» Given instruction 1: List every place name that appears in the passage on a party and a beach wedding.
» Given instruction 2: Reproduce word for word the part of the passage on a party and a beach wedding starting with "don't tell anybody, but" and going on through "one more time...".
» Given instruction 3: Carry on writing the passage on a party and a beach wedding from the point where it stops.

ENERGY comes from these moments....our "raison d'ete"...all of the other "stuff" that we all have to put up with in our often frustrating craft , totally disappears when we slide into the warm arms of real discovery and enlightenment....
don't tell anybody, but i only left the party (yes, Hasidics party!!) when i RAN OUT OF FILM!!...but, i think the moment was over anyway...at least, that is what i keep telling myself....i do not even want to know what happened later...regrets?? oddly , no....
oh yes, did i get any good pictures?? quien sabe...i made all of my usual mistakes...i only hope i have something that Nachman will like...
i would just like to see him smile one more time...
"commitment" is almost nobody's favorite word....
"freedom", "fly", "space" seem to be more comfy life "key words"....easier for one thing...and whole supporting philosophies to go along with them....but, as we all know, at some point anyway, only through commitments do we get anything done at all either personally or professionally...
last sunday on a Carolina beach ,above, Amanda Pitts became Amanda Halladay.....she gave up her "freedom" to marry the ever elusive can't pin me down vagabond of all vagabonds surfer boy Scott "Scooter" Halladay...you may read about Scooter in one of my chapters in Divided Soul and realize the extent of my long relationship with Scoot since he was a young boy living at the other end of Pinetree Road... my son Bryan's best friend in Richmond and now in the wind whipped surfer community of the Outer Banks....

» Raw data:
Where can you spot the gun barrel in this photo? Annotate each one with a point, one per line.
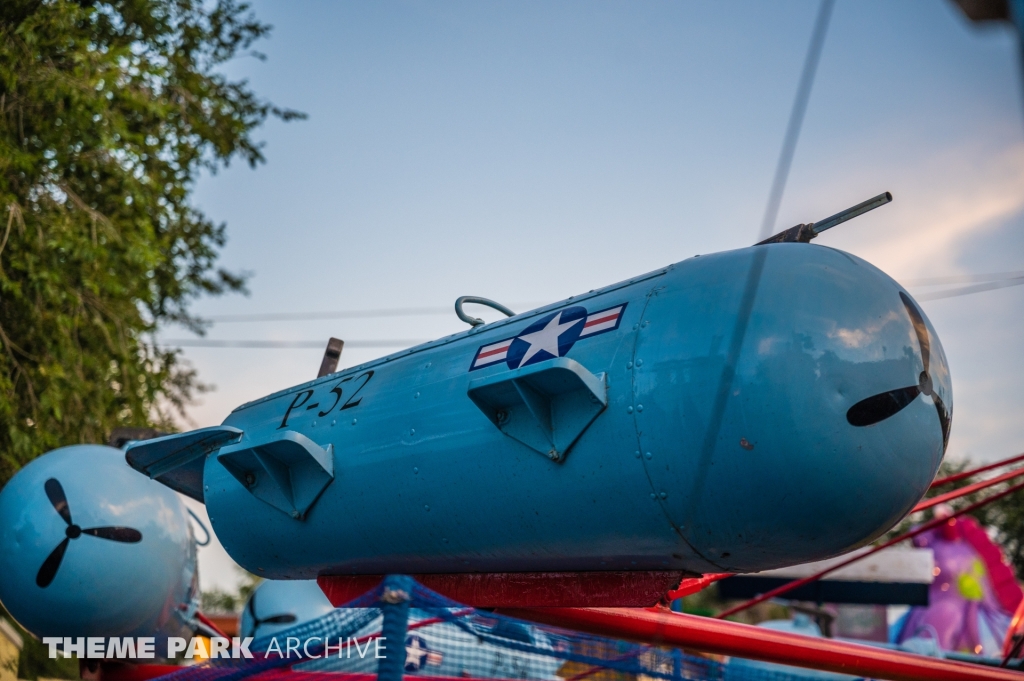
(851, 213)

» Written reply 1: Carolina, Pinetree Road, Richmond, the Outer Banks

» Written reply 2:
don't tell anybody, but i only left the party (yes, Hasidics party!!) when i RAN OUT OF FILM!!...but, i think the moment was over anyway...at least, that is what i keep telling myself....i do not even want to know what happened later...regrets?? oddly , no....
oh yes, did i get any good pictures?? quien sabe...i made all of my usual mistakes...i only hope i have something that Nachman will like...
i would just like to see him smile one more time...

» Written reply 3:
Amanda and Scooter announced their beach wedding less than 24 hours before it happened, therefore extending their reputations for non-conformists right up until the final "i do" here on Hatteras Island, the water burial ground of almost 300 storm related shipwrecks, and where even the crews of German U-boats, during WWII, used to sneak ashore and get a suntan right here on these long white beaches and just a few miles from where the Wright brothers launched the first powered airplane in 1903 and Blackbeard the pirate, in the early 1700's, retired here to enjoy his loot from hijacking ships of commerce...
lots of history for a rather "out of the way" thin strip of land likely to be erased in any hurricane, but as far as we are concerned, the Amanda/Scooter wedding is at the top of the list of "important events"...everyone down here figures that if those two can make a commitment, then all things are possible..
speaking of relationships, we have one right here....because i happen to be on vacation right now, i let the last post hang a bit too long and yet the comments are getting close to 700...crazy.....conversation...online friends...chit chat...serious thinking and references....assignments coming to fruition....work to be shared and displayed....an internet phenomenon by any reckoning....
so, now what do we do?? stay as we are?? make a commitment for more?? by the end of September we will have all assignments finished i think and i will be ready to announce new grantees from EPF....there are other "awards" besides the cash grants to come, but i will announce those later...now, i just want to get a feel for what we should do next....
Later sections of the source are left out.